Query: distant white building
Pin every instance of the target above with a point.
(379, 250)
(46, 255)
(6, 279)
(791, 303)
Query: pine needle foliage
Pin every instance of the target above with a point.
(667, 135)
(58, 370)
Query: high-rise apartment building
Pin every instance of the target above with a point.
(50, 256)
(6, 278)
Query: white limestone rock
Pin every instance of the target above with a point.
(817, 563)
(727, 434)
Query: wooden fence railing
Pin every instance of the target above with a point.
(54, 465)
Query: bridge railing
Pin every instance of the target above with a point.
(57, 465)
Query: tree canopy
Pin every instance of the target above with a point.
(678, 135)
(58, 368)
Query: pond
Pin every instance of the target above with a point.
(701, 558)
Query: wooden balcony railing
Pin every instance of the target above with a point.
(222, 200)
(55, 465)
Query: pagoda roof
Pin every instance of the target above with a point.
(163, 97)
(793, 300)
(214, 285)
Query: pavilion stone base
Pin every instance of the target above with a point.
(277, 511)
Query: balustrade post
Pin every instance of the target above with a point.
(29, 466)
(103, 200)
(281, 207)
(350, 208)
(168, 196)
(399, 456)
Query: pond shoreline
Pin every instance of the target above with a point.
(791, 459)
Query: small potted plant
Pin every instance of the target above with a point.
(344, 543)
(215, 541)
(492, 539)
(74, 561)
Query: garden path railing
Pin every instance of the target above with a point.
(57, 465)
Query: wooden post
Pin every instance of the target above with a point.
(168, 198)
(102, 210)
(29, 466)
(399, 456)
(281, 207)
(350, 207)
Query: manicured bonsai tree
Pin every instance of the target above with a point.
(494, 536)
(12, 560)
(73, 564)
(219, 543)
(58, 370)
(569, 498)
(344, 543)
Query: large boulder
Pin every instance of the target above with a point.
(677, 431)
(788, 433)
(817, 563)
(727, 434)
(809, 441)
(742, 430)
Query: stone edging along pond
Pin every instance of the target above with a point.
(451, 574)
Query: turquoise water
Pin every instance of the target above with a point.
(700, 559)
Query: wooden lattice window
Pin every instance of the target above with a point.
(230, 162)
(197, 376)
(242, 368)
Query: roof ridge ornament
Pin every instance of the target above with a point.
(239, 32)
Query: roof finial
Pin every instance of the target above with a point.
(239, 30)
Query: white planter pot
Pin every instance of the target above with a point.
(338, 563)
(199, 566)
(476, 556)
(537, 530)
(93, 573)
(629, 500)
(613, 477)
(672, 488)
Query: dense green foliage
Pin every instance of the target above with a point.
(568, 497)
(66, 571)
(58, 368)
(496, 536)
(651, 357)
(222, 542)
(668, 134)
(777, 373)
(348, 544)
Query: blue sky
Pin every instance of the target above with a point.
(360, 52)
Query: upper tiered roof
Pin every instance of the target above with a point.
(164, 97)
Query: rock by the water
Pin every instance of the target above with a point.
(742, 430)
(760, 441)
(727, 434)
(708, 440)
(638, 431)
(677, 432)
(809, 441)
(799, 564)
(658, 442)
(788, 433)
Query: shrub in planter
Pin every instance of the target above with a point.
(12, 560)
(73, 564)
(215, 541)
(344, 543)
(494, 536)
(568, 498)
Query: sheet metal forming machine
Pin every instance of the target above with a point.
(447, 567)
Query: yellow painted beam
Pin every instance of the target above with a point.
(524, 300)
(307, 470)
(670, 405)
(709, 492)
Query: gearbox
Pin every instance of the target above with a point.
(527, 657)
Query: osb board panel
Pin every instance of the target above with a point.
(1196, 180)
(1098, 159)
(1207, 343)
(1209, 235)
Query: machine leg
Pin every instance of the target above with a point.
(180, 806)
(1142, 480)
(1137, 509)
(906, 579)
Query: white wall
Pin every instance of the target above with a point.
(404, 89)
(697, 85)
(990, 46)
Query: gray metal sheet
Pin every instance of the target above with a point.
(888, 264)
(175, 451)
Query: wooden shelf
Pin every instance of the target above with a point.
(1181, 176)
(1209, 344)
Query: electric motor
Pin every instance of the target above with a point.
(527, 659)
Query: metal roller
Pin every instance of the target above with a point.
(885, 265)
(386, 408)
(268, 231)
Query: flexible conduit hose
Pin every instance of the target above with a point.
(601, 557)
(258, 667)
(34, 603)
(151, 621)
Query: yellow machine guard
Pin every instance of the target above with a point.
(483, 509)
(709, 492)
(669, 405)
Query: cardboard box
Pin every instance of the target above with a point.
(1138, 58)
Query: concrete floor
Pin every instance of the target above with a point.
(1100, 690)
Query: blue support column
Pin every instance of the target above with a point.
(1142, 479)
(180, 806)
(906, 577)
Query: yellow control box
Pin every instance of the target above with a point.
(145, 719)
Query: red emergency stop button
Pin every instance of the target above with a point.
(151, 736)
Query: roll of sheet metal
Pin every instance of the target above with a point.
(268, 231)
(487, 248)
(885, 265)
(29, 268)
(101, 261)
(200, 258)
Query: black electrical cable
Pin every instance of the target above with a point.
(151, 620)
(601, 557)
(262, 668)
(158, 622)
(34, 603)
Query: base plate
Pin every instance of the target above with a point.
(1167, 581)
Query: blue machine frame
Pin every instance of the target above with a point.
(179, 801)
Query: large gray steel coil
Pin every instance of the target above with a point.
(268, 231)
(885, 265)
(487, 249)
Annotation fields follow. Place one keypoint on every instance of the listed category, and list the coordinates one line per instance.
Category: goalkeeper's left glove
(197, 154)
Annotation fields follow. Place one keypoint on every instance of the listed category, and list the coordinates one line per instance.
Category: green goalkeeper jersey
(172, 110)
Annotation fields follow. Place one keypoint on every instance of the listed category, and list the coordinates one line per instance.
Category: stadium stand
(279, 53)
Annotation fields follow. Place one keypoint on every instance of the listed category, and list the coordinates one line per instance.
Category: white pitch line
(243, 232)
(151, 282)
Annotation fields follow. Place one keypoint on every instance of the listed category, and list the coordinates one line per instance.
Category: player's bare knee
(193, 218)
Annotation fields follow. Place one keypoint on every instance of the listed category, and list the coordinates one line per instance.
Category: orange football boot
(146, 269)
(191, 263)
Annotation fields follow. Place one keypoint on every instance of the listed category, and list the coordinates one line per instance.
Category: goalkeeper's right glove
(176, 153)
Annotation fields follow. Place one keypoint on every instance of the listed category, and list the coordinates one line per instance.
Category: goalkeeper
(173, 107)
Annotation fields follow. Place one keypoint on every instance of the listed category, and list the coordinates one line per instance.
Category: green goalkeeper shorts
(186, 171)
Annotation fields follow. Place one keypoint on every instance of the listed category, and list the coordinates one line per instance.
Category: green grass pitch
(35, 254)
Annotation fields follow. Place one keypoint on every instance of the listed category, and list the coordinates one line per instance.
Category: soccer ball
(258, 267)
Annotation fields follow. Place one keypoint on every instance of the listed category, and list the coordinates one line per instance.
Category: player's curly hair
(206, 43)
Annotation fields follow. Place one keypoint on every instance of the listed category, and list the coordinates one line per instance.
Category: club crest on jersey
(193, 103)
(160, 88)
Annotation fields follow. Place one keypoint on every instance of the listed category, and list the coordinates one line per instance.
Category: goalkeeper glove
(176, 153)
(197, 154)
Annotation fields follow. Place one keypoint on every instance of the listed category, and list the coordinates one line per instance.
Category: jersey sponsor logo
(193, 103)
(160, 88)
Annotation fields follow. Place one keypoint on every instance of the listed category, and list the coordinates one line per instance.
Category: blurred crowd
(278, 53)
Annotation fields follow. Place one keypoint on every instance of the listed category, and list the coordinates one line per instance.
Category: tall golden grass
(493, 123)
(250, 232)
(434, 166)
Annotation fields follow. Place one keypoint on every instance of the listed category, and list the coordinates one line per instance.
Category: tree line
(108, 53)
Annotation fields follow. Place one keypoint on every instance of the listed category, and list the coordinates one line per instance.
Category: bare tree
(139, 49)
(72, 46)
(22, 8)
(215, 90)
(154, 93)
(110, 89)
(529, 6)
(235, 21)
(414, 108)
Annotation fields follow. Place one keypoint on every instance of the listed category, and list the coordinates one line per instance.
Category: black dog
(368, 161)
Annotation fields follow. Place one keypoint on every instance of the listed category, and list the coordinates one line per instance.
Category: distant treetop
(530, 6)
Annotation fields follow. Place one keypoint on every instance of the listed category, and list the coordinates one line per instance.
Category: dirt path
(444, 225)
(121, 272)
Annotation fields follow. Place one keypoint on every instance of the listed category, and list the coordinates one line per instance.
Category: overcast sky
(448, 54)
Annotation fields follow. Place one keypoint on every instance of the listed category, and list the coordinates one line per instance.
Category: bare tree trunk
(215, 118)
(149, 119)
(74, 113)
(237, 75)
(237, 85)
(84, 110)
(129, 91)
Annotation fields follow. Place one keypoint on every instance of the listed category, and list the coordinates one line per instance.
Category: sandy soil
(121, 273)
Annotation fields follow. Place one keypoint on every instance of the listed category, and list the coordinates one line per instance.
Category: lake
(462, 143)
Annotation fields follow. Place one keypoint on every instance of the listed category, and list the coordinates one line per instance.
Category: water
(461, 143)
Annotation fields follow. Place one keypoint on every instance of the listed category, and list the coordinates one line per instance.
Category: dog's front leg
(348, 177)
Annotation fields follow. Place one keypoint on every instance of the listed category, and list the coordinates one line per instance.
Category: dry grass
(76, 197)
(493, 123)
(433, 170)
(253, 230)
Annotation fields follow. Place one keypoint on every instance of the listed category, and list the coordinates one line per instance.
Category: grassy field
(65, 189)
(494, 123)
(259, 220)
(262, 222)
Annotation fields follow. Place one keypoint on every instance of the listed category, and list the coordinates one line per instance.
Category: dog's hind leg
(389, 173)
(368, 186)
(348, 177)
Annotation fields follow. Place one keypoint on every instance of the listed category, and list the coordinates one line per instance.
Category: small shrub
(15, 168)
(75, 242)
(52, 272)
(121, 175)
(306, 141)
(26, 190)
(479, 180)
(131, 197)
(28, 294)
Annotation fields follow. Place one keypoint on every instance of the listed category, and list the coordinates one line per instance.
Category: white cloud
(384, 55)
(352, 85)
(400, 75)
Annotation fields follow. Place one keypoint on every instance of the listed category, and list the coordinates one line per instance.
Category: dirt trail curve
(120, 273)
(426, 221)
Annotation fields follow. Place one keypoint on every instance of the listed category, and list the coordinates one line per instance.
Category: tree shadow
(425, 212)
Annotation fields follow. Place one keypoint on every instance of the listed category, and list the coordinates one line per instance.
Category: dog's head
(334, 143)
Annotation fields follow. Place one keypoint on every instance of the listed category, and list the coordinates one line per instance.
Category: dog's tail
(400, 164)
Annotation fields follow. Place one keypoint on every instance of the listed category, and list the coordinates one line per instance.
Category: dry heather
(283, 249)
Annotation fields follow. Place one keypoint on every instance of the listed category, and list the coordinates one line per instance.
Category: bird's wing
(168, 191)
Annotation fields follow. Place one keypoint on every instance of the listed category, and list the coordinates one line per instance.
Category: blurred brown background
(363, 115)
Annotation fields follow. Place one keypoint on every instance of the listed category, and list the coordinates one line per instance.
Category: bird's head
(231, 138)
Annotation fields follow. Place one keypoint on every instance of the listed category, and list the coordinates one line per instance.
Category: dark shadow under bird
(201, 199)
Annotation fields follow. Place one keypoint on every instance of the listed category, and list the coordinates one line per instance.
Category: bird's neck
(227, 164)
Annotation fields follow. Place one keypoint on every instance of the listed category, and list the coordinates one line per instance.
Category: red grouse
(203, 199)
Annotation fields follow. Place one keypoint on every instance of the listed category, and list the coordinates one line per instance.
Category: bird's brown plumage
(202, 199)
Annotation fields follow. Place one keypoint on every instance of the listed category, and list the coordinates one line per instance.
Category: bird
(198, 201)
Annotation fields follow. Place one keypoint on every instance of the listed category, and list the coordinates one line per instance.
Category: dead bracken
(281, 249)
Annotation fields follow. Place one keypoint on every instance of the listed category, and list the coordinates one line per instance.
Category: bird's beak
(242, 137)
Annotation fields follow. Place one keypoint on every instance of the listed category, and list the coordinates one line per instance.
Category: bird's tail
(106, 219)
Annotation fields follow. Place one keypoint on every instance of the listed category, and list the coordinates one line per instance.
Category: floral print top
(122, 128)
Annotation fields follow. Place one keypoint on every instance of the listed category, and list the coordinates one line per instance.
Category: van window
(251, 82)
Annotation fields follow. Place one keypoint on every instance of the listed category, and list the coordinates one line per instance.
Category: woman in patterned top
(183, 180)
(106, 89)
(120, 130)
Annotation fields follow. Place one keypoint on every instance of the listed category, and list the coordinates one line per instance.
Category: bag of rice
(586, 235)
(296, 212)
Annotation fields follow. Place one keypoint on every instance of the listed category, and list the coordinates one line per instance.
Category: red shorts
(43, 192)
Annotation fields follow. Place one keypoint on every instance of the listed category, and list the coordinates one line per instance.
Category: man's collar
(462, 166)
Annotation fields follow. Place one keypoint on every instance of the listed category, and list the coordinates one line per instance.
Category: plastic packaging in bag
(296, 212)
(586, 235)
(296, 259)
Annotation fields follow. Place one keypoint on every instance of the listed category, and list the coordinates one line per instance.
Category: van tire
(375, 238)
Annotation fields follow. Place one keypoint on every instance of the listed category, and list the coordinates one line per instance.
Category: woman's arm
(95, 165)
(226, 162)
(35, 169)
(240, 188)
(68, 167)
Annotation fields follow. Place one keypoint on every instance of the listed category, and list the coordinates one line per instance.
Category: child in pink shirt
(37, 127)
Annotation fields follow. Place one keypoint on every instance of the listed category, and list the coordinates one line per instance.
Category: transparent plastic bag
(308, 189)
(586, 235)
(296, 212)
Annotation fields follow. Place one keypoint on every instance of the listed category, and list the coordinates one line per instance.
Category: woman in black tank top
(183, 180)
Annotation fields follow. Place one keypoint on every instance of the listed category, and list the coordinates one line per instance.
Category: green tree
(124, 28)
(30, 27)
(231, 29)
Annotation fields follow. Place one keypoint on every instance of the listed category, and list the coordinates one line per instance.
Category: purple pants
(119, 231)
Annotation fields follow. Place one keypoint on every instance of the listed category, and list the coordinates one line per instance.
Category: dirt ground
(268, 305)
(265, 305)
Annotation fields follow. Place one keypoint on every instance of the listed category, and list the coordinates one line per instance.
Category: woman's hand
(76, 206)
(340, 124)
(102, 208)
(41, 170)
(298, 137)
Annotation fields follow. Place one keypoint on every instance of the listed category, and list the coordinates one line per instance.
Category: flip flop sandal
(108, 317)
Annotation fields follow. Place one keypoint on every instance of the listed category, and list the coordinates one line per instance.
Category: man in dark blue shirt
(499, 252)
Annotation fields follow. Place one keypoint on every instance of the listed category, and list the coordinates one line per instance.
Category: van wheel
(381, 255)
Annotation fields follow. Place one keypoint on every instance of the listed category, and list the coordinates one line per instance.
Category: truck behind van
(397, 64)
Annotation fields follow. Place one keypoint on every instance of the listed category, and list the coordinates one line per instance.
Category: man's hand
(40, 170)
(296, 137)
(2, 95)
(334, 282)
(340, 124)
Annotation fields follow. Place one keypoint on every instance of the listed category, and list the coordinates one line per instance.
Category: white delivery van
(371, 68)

-=-=-

*WHAT YOU NEED TO DO*. Could you retype exactly the lines from the first one of the records through the line containing "Query: balustrade post", both included, and nothing more?

*EXERCISE ANSWER*.
Query: distant white building
Pin every instance of the target above with a point.
(379, 250)
(46, 255)
(6, 279)
(791, 303)
Query: pine needle foliage
Pin every instance of the target above with a point.
(667, 135)
(58, 370)
Query: high-rise apartment building
Pin every instance of the target above with a point.
(50, 256)
(6, 278)
Query: white limestone rock
Pin every instance of the target above with a point.
(817, 563)
(727, 434)
Query: wooden fence railing
Pin every instance of the target above with a point.
(54, 465)
Query: bridge railing
Pin every instance of the target above with a point.
(57, 465)
Query: tree canopy
Pin every instance of the target above with a point.
(678, 135)
(58, 368)
Query: pond
Pin every instance of the target above with a point.
(701, 558)
Query: wooden balcony railing
Pin every instance of the target above with a point.
(222, 200)
(55, 465)
Query: pagoda roof
Pin every instance of the target above with a point.
(163, 97)
(793, 300)
(214, 285)
Query: pavilion stone base
Pin every instance of the target above with a point.
(277, 511)
Query: balustrade post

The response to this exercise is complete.